Problem A -
Convert part of the records below into a Markdown table with the columns "No." and "Entry," numbering each line and leaving out blank lines. Begin at the line that contains "Where can you see the metal" and stop after the line that contains "column 211, row 43", with both lines included.

# GUI for sysadmin?



## Nick Levinson (Nov 28, 2015)

Newbie here. For my next OS, I want FreeBSD, but I also want a GUI, including for most system administration. I can do CLI stuff but would rather not, because it's not often and then I'd have to relearn it for each task and thus be slowed. I've seen writeups to the effect that admin has little graphical support, but that may have been about older FreeBSD. I don't mind doing a two-step installation (OS then GUI). Mostly I do office productivity (text/word processing, GIMP, surf the Web, etc.) on my laptop. Will I be okay with present-day stable FreeBSD?


----------



## Deleted member 9563 (Nov 28, 2015)

Office productivity, GIMP, and web, work well in a GUI. I use KDE which has all the administration stuff you'd want. I'm wondering though, when you say "system administration" that sounds more like servers where a GUI is not that helpful. So, what is it that you'd like to administer?


----------



## Nick Levinson (Nov 28, 2015)

My own system. Almost nothing I do entails my serving, but I want control over my system, including if a problem I might have prevents access to the Internet and its informational resources for solving problems (I probably won't have another computer handy for researching in parallel to problem-solving), so a GUI is helpful, because I can see the full menus rather than have to remember what to type (I've used info and man but doing so slows me down a lot). I gather that the main reason admins prefer a CLI over a GUI is that a knowledgeable admin can work much faster in a CLI, so perhaps a GUI has not been developed much for internal administration. I'm geeky enough to recognize that almost no problem that I encounter is random but that most of them have causes I can probably solve, so I do my own sysadmin. KDE on Linux has a lot of sysadmin settings, maybe more than Gnome offers, but I didn't know if KDE offers most of the settings that FreeBSD would offer in its command-line interface. Would KDE be what I need? If so, can I use the latest KDE (I saw an issue about preferring less-recent Gnome over Gnome 3 on FreeBSD but maybe that's different)?


----------



## Deleted member 9563 (Nov 29, 2015)

Nick Levinson said:


> I gather that the main reason admins prefer a CLI over a GUI is that a knowledgeable admin can work much faster in a CLI, so perhaps a GUI has not been developed much for internal administration.



I don't think it's basically speed, though that probably does relate. The thing is that a GUI would have to be extremely large and complicated to be really effective. It's really an intervening layer, like typing with stilts. Why not just edit files directly?

Pointing dataset excerpts -
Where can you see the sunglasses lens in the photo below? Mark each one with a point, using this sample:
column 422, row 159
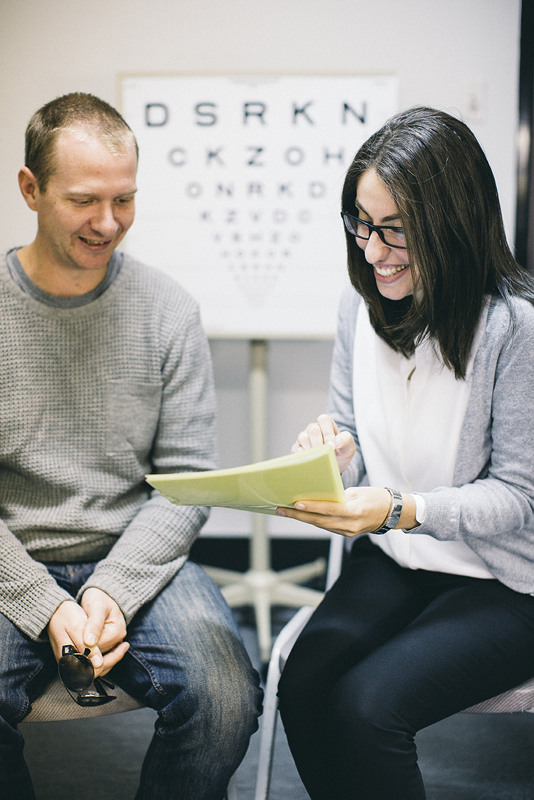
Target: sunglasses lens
column 76, row 672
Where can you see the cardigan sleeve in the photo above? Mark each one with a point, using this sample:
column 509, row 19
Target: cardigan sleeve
column 493, row 493
column 340, row 401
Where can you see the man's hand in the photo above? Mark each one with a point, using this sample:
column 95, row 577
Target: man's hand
column 325, row 431
column 97, row 623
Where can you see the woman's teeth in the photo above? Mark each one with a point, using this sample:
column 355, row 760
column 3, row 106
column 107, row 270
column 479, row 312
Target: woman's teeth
column 91, row 241
column 386, row 272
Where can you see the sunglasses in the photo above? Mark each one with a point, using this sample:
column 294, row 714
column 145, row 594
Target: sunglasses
column 78, row 677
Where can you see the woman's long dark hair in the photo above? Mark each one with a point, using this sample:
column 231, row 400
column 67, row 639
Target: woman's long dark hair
column 446, row 195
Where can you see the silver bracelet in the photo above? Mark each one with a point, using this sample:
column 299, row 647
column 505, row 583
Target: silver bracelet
column 395, row 511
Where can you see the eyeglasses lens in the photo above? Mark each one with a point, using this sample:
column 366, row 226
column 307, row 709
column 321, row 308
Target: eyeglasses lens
column 362, row 230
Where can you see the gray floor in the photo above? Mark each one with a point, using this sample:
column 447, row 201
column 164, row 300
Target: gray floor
column 467, row 757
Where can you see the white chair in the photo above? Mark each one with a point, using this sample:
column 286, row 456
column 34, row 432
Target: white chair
column 281, row 649
column 55, row 705
column 519, row 699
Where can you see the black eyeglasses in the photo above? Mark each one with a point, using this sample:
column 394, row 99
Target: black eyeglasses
column 391, row 236
column 78, row 677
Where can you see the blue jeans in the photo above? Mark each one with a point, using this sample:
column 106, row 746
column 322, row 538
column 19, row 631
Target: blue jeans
column 388, row 652
column 186, row 660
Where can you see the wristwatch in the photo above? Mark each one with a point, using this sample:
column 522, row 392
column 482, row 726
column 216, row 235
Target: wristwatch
column 394, row 511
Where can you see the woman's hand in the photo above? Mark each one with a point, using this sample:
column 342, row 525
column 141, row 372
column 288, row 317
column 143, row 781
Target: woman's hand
column 365, row 509
column 325, row 431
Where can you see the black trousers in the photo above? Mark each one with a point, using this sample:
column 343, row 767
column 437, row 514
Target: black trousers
column 388, row 652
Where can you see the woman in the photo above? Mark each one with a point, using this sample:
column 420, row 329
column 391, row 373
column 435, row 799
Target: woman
column 431, row 396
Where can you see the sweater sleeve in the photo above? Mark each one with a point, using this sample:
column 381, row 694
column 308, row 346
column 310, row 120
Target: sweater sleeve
column 340, row 400
column 156, row 542
column 29, row 595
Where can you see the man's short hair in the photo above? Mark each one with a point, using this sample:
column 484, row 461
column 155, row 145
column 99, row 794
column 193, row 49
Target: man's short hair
column 76, row 111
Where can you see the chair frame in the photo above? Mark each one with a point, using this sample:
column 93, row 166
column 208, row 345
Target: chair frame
column 521, row 698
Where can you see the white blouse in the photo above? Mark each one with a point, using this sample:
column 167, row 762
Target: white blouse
column 409, row 413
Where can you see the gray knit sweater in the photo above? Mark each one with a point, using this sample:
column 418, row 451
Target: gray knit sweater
column 91, row 399
column 491, row 503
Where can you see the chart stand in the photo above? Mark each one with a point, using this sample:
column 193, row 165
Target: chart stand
column 262, row 587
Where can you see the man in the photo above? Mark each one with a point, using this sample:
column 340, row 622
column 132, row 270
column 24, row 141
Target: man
column 106, row 376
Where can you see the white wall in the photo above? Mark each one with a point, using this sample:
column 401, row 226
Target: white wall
column 443, row 52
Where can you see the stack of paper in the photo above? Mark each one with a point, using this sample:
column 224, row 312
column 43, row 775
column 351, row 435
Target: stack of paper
column 262, row 487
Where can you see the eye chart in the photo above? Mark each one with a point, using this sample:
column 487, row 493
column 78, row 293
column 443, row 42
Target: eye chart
column 240, row 181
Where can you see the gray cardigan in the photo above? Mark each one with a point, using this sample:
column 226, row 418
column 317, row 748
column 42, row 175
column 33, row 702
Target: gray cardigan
column 491, row 503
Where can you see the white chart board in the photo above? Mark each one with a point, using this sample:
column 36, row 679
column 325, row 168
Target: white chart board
column 239, row 191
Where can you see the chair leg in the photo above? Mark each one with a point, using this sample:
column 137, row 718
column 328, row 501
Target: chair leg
column 231, row 791
column 268, row 732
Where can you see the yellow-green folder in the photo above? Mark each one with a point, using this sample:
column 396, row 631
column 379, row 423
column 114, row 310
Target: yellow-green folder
column 262, row 487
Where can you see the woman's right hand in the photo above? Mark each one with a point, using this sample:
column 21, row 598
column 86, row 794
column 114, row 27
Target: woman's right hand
column 325, row 431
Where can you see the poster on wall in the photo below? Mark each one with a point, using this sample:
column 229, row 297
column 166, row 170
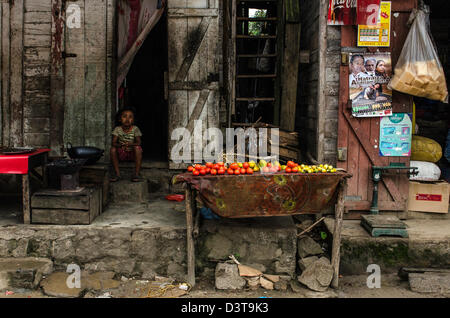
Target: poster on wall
column 395, row 135
column 378, row 35
column 342, row 12
column 368, row 12
column 369, row 74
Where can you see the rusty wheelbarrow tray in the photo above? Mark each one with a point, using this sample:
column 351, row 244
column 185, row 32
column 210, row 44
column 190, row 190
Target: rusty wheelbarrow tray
column 259, row 195
column 264, row 195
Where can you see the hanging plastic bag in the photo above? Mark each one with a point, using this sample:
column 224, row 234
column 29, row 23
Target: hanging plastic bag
column 418, row 71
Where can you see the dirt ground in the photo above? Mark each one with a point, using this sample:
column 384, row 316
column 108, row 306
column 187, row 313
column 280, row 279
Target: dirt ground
column 350, row 287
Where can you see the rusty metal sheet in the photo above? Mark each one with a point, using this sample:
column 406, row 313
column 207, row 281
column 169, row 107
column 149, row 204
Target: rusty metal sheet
column 265, row 194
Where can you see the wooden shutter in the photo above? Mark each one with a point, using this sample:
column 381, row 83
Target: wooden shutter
column 193, row 34
column 360, row 136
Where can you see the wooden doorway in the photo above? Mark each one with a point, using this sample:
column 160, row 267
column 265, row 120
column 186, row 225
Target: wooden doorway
column 358, row 137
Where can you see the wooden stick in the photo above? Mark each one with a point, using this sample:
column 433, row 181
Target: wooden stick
column 336, row 252
column 26, row 199
column 190, row 239
column 310, row 227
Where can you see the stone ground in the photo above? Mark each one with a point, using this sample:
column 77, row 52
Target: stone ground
column 350, row 287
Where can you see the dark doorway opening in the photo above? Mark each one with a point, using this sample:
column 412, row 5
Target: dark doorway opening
column 145, row 91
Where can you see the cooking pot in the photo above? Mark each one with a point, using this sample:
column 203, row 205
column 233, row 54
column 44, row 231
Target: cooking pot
column 92, row 154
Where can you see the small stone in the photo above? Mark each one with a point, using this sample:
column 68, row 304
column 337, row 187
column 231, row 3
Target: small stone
column 272, row 278
column 248, row 271
column 252, row 282
column 307, row 247
column 265, row 283
column 280, row 285
column 318, row 275
column 306, row 261
column 227, row 277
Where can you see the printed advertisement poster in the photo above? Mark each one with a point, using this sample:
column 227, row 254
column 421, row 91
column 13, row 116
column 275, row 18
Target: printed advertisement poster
column 395, row 135
column 379, row 34
column 368, row 12
column 369, row 74
column 342, row 12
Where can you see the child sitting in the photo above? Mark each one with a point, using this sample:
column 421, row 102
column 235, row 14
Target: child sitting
column 126, row 144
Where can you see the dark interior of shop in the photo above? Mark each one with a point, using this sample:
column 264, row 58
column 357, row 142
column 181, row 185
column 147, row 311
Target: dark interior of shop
column 145, row 92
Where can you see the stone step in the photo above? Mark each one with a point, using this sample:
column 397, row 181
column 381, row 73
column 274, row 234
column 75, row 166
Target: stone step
column 128, row 191
column 426, row 246
column 24, row 272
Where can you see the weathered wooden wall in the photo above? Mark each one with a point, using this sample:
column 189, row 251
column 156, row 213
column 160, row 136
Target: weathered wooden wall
column 49, row 100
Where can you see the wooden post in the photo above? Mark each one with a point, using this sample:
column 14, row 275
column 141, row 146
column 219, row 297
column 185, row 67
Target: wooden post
column 26, row 199
column 189, row 235
column 339, row 215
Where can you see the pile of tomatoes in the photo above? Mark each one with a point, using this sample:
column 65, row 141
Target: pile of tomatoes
column 251, row 167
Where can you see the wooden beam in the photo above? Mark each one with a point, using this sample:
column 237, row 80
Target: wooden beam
column 16, row 73
column 57, row 79
column 291, row 61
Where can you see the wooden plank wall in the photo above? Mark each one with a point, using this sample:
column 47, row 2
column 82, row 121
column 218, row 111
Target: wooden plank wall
column 37, row 25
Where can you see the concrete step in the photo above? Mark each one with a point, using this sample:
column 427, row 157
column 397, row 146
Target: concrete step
column 23, row 272
column 128, row 191
column 428, row 245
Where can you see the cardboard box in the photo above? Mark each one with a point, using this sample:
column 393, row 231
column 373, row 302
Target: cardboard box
column 428, row 196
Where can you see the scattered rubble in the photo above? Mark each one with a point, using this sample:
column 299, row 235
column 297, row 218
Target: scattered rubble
column 306, row 246
column 318, row 275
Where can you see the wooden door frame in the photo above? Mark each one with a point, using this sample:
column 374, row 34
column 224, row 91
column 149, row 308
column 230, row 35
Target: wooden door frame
column 348, row 125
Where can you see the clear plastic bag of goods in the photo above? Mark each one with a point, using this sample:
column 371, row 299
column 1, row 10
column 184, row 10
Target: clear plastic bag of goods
column 418, row 71
column 425, row 149
column 428, row 171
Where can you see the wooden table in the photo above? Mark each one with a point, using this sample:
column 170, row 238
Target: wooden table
column 25, row 164
column 192, row 218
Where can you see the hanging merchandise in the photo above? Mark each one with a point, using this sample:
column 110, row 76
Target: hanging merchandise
column 395, row 135
column 425, row 149
column 369, row 74
column 418, row 71
column 379, row 33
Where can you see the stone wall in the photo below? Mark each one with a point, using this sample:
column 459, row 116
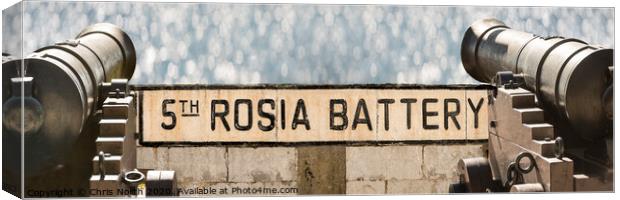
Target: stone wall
column 311, row 168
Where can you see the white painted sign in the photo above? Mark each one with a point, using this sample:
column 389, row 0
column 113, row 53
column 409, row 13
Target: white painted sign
column 312, row 114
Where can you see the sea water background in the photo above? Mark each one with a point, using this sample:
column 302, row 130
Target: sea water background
column 223, row 43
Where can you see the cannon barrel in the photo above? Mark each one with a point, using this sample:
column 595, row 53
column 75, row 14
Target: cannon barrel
column 61, row 86
column 567, row 75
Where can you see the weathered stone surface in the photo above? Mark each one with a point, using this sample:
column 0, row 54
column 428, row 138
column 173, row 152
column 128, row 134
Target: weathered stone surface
column 384, row 162
column 321, row 169
column 263, row 164
column 152, row 157
column 365, row 187
column 440, row 161
column 197, row 165
column 423, row 186
column 282, row 188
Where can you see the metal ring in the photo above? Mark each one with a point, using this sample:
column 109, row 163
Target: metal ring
column 511, row 174
column 559, row 148
column 133, row 176
column 530, row 167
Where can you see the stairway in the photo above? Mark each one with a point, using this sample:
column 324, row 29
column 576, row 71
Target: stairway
column 116, row 146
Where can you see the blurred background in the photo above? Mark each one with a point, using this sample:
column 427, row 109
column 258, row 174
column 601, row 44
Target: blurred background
column 211, row 43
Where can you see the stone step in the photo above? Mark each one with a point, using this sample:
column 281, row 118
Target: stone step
column 112, row 165
column 544, row 148
column 112, row 145
column 526, row 100
column 540, row 131
column 531, row 115
column 115, row 111
column 104, row 188
column 112, row 127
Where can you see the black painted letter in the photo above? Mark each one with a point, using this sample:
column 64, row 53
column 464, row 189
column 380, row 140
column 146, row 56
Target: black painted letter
column 249, row 106
column 342, row 115
column 408, row 102
column 166, row 113
column 361, row 105
column 476, row 109
column 451, row 114
column 301, row 107
column 221, row 115
column 386, row 111
column 270, row 116
column 426, row 114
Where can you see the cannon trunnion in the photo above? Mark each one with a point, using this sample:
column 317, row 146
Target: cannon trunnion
column 550, row 117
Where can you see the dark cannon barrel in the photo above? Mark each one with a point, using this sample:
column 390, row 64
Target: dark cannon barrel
column 567, row 75
column 63, row 89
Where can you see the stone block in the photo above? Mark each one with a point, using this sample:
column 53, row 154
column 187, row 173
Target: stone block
column 384, row 162
column 194, row 165
column 440, row 161
column 152, row 157
column 365, row 187
column 321, row 169
column 262, row 164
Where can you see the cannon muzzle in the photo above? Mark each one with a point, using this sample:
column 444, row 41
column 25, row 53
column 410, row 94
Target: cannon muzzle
column 567, row 75
column 60, row 87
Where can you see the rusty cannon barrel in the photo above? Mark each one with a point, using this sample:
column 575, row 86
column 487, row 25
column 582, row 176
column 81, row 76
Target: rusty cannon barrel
column 61, row 86
column 567, row 75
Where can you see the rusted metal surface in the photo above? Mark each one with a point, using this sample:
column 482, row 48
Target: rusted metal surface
column 567, row 75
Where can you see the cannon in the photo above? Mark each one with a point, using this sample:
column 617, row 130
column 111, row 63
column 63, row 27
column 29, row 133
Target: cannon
column 52, row 103
column 550, row 116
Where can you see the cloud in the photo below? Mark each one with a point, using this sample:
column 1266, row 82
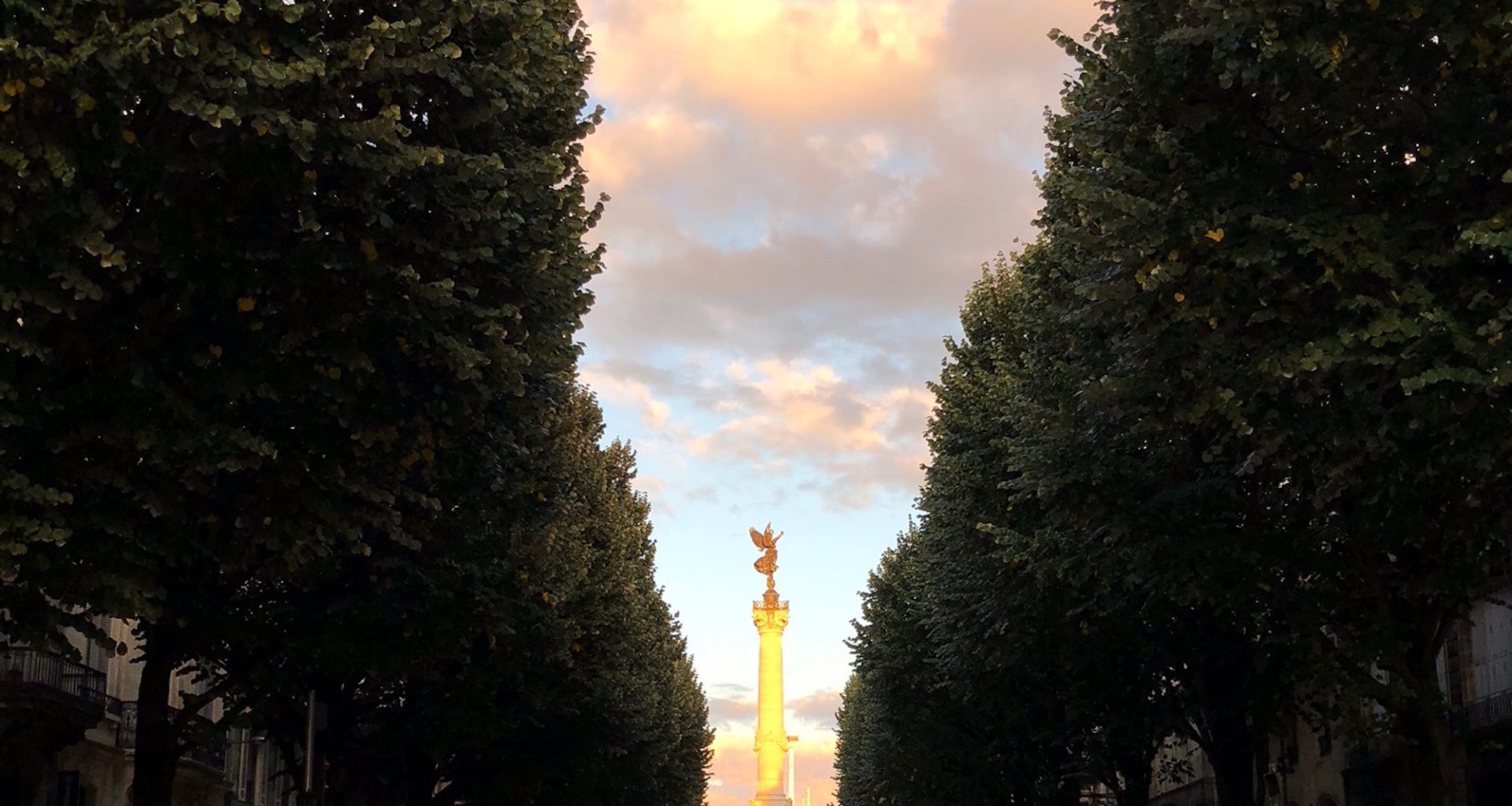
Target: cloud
column 817, row 708
column 776, row 59
column 654, row 412
column 734, row 768
column 799, row 422
column 728, row 711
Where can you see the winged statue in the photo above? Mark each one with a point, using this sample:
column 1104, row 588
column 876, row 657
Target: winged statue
column 769, row 560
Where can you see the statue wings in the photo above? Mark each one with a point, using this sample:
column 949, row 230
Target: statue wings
column 765, row 540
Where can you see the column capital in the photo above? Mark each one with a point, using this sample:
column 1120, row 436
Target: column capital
column 770, row 619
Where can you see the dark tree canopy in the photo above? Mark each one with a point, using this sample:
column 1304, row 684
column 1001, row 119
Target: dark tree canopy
column 1242, row 410
column 287, row 306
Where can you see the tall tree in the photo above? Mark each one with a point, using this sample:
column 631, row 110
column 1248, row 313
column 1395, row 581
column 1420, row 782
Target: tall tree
column 532, row 661
column 277, row 275
column 1285, row 230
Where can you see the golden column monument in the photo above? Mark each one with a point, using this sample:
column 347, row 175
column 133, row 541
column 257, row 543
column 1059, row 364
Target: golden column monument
column 772, row 738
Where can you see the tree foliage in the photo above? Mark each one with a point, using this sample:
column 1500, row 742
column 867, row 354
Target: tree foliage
column 1242, row 409
column 289, row 295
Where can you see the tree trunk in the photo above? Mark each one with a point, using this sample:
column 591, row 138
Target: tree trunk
column 158, row 749
column 1134, row 778
column 1234, row 770
column 1429, row 771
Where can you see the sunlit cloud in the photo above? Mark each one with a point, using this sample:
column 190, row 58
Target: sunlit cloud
column 734, row 768
column 802, row 194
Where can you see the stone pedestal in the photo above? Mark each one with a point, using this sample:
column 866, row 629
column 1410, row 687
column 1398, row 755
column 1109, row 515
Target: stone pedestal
column 772, row 738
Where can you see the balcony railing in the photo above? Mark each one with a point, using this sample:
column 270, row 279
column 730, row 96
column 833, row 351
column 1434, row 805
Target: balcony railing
column 1484, row 712
column 210, row 752
column 54, row 671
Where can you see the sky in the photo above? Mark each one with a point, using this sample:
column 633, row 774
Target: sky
column 802, row 192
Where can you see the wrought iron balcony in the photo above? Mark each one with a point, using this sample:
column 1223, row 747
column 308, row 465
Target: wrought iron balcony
column 1484, row 712
column 206, row 741
column 52, row 673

Problem B -
Recast the paragraph of the forum thread above that begins "Newbie here." as a bulleted list that keeps its main facts.

Full response A -
| No. | Entry |
|---|---|
| 1 | Where can you see the metal ring in the photo above? Mark each one with a point, using this sample: |
| 2 | column 109, row 163 |
| 3 | Target: metal ring |
| 4 | column 511, row 174 |
| 5 | column 559, row 148 |
| 6 | column 133, row 176 |
| 7 | column 530, row 167 |
| 8 | Where can you see the stairway in the photo above? Mark each one with a point, using this sample: |
| 9 | column 324, row 29 |
| 10 | column 576, row 71 |
| 11 | Target: stairway |
| 12 | column 116, row 146 |
| 13 | Where can you see the blurred background in the photo above? Mark each one with a point, using this sample: |
| 14 | column 427, row 109 |
| 15 | column 258, row 174 |
| 16 | column 601, row 44 |
| 17 | Target: blurred background |
| 18 | column 211, row 43 |

Full response B -
- Wants FreeBSD as the next OS, together with a GUI that covers most system administration.
- Can work in the CLI but would rather not: such tasks come up rarely, so each would have to be relearned, which slows things down.
- Has seen writeups saying administration has little graphical support, though these may have concerned older FreeBSD.
- Does not mind a two-step installation (OS, then GUI).
- Mostly does office productivity on a laptop: text/word processing, GIMP, and surfing the Web.
- Asks whether present-day stable FreeBSD will be adequate.